**SUPPLIED MATERIAL:**
·····

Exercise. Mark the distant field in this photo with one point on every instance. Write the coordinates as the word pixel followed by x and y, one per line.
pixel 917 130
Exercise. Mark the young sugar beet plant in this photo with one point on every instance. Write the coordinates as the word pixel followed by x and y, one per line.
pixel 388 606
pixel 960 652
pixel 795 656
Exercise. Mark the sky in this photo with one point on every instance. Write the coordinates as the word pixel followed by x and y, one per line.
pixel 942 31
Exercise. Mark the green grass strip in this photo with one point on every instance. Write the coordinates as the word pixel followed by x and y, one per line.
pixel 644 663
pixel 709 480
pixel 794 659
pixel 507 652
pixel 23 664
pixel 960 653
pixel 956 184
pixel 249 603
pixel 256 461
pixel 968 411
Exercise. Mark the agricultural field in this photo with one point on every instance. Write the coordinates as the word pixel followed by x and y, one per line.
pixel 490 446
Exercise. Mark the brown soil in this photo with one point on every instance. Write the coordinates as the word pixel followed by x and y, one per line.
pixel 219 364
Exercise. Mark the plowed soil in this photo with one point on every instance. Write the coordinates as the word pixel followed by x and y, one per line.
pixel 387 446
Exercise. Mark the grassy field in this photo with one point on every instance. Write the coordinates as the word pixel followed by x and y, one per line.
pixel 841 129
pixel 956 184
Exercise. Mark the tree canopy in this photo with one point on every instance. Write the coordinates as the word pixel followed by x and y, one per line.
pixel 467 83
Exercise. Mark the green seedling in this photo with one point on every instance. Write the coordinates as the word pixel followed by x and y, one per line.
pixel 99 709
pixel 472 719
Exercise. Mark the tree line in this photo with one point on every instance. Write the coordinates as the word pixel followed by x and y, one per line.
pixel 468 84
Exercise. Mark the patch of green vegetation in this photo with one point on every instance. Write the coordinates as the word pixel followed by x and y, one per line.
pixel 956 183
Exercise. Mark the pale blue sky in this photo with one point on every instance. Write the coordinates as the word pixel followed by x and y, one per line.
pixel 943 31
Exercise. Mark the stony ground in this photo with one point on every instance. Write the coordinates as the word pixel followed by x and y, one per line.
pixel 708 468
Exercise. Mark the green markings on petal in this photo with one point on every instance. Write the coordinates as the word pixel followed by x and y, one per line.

·····

**WHAT YOU NEED TO DO:**
Rewrite all of the material above, replacing "coordinates" with "positions" everywhere it appears and leaving everything else unchanged.

**TASK OUTPUT:**
Exercise. Mark the distant field in this photo with one point on every instance. Write the positions as the word pixel followed by x and y, one per line.
pixel 917 130
Exercise. Mark the young sugar beet plant in this photo with one point on every instance. Write the positions as the word pixel followed by x and y, one per line.
pixel 388 606
pixel 960 652
pixel 795 656
Exercise. Mark the sky in this photo with one point on every instance. Write the positions as the word pixel followed by x and y, one per line.
pixel 942 31
Exercise. Mark the green grass strip in this photo with one point on every instance. Write the positions as the word pixel followed by x and y, one per line.
pixel 644 663
pixel 709 480
pixel 794 659
pixel 507 652
pixel 23 664
pixel 960 653
pixel 956 184
pixel 249 603
pixel 256 461
pixel 968 411
Exercise. Mark the agricultural field in this photo with one point on every instance. Write the positions as the word pixel followed by x and y, one per line.
pixel 490 446
Exercise. Mark the brown soil in this photo with one point on every instance. Write the positions as the word pixel followed by x and y, one per line.
pixel 219 364
Exercise. Mark the plowed soil in this photo with one point on every instance. Write the positions as the word pixel followed by x and y, one per line.
pixel 387 446
Exercise. Mark the grassy field in this photo with one point on every instance. Write the positions as the word pixel followed by x and y, one per line.
pixel 841 129
pixel 956 184
Exercise. Mark the tree canopy in this photo with one point on every instance. Write the positions as the word pixel followed by x and y, one per line.
pixel 467 83
Exercise. Mark the green seedling in this photo with one point on every instance. Write the positions as the word pixel followed by x and y, one per line.
pixel 99 709
pixel 472 719
Exercise. Mark the tree line in this photo with one point on every instance. Write the positions as the word pixel followed by x and y, one per line.
pixel 468 84
Exercise. Mark the patch of green vegetation in this photo with one point on every instance. Write the positions as the word pixel followed by x and y, one per line.
pixel 956 183
Exercise. Mark the pale blue sky in this photo with one point on every instance. Write the positions as the word pixel followed by x and y, one per line.
pixel 943 31
Exercise. Mark the stony ground in this photo with one point on every instance. Write the positions as the word pixel followed by x and y, one per line.
pixel 708 468
Exercise. Mark the green markings on petal in this photo with one point on every instance. Write the positions as the word pixel followed by x and y, one per line.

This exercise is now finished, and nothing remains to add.